─── RECORDS PROVIDED ───

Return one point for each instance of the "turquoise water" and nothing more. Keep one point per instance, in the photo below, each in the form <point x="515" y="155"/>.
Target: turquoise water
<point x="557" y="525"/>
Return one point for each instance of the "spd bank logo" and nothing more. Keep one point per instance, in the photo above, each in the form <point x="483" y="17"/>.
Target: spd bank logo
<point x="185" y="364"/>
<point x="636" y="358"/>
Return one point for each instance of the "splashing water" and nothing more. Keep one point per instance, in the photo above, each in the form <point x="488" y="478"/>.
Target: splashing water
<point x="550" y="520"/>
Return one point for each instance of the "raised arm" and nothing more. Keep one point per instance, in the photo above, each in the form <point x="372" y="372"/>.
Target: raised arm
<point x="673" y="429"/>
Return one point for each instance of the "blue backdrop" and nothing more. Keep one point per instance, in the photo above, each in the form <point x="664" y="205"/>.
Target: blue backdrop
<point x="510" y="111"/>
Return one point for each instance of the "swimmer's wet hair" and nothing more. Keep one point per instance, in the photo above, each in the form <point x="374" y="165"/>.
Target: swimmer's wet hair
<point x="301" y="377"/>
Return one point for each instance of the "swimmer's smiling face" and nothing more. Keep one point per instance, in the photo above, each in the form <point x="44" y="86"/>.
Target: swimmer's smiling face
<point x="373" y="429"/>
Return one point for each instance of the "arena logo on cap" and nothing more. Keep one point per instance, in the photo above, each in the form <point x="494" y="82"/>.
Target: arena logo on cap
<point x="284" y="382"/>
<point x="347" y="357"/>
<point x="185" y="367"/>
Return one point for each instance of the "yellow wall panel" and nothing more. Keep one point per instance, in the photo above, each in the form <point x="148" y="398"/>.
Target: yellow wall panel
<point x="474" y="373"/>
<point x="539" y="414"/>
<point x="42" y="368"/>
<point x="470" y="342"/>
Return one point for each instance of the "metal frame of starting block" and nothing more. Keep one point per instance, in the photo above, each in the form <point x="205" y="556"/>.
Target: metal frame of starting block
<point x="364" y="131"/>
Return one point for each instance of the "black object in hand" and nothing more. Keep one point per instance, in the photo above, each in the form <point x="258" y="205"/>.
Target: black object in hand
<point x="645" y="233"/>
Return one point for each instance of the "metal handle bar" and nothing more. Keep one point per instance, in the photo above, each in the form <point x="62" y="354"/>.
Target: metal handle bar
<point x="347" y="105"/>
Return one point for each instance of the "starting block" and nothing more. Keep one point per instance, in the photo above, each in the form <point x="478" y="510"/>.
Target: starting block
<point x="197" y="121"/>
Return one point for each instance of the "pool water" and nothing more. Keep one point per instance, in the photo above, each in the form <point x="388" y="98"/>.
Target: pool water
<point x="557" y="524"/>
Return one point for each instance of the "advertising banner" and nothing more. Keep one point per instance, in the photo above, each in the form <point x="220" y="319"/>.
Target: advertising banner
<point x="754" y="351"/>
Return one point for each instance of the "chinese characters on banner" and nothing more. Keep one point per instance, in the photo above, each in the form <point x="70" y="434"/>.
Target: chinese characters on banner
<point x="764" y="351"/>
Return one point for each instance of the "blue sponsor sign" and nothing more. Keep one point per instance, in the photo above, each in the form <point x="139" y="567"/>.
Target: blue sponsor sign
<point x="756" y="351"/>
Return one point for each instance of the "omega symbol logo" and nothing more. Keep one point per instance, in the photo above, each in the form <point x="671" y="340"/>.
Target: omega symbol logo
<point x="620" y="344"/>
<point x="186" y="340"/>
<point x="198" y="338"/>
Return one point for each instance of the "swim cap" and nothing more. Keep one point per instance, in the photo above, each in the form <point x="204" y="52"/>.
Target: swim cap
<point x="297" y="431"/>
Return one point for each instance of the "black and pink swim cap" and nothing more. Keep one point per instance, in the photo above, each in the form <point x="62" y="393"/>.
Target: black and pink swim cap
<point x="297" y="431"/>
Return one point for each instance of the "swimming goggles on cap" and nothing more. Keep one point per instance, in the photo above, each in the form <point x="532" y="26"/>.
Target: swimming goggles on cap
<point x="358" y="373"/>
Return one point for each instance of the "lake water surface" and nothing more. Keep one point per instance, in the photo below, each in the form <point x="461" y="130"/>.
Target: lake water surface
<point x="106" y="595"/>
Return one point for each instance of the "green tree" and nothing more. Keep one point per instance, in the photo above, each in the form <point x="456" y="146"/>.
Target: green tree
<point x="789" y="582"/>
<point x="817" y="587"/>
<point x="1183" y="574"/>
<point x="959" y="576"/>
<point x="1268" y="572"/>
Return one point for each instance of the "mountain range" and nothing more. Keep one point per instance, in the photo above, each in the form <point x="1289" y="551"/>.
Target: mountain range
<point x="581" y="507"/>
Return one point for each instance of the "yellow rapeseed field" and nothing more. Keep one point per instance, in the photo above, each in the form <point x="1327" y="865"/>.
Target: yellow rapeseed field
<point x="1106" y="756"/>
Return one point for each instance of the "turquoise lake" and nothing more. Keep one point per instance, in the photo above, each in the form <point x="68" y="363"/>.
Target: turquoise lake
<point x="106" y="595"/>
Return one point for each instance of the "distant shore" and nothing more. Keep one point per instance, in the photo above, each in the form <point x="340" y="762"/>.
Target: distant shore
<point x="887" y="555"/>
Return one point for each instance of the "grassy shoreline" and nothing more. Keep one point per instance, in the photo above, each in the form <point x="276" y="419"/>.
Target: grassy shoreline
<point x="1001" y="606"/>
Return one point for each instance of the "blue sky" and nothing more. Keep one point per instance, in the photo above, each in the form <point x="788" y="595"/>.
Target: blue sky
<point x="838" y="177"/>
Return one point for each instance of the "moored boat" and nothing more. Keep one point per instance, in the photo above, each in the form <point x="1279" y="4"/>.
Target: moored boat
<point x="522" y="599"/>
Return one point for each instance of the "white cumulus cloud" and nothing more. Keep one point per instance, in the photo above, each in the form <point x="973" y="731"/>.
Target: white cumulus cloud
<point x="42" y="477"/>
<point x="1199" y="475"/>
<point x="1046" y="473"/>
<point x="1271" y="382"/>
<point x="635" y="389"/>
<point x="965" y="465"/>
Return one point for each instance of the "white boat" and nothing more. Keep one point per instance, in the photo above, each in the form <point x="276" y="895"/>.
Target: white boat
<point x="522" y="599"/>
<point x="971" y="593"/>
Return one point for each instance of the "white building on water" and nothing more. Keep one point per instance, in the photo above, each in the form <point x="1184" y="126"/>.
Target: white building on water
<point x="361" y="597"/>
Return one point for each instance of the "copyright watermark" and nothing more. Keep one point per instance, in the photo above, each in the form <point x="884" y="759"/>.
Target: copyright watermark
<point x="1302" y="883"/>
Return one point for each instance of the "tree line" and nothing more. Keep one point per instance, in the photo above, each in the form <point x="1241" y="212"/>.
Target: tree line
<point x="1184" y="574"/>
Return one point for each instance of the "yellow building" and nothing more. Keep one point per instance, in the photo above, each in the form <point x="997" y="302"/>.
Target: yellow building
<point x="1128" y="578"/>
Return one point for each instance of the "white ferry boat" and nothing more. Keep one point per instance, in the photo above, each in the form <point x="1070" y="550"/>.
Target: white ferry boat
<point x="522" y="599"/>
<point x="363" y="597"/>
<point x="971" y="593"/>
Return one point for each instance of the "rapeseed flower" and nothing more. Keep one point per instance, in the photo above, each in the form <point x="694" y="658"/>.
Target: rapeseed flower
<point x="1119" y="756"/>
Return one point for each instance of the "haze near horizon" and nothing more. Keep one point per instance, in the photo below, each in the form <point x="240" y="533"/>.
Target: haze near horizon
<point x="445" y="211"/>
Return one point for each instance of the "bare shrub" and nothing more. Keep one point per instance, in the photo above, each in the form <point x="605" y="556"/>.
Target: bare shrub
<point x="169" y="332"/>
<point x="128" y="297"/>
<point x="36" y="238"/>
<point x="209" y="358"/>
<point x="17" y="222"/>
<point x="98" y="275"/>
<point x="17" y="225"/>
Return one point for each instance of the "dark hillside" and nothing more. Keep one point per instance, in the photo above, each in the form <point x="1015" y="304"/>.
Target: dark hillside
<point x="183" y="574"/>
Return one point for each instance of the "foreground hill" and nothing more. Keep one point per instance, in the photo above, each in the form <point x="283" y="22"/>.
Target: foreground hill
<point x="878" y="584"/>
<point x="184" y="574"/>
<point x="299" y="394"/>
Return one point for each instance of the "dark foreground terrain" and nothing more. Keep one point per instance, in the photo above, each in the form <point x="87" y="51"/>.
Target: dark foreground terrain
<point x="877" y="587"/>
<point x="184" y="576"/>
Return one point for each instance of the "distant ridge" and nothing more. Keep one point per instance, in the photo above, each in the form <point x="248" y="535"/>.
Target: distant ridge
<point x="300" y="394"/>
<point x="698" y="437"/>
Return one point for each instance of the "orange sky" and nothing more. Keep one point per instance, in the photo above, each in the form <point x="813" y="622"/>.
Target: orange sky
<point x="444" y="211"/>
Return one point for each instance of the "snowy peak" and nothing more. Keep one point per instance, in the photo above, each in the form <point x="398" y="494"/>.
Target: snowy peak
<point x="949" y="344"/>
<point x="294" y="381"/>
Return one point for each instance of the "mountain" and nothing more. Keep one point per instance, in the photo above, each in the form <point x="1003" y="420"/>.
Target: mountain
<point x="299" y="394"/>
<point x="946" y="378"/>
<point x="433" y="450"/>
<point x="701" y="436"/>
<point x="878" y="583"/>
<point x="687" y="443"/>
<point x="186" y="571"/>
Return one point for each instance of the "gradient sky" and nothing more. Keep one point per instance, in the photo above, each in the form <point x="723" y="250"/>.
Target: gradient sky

───

[GOAL OF THE EXERCISE]
Locate every line in the listing above that contains the word "pink", and copy each of those lines. Case counts when matching.

[OUTPUT BELOW]
Return one point for each instance of the "black and pink swim cap" and nothing more. Keep one point per instance, in the photo above, each in the form <point x="62" y="393"/>.
Target: black and pink swim cap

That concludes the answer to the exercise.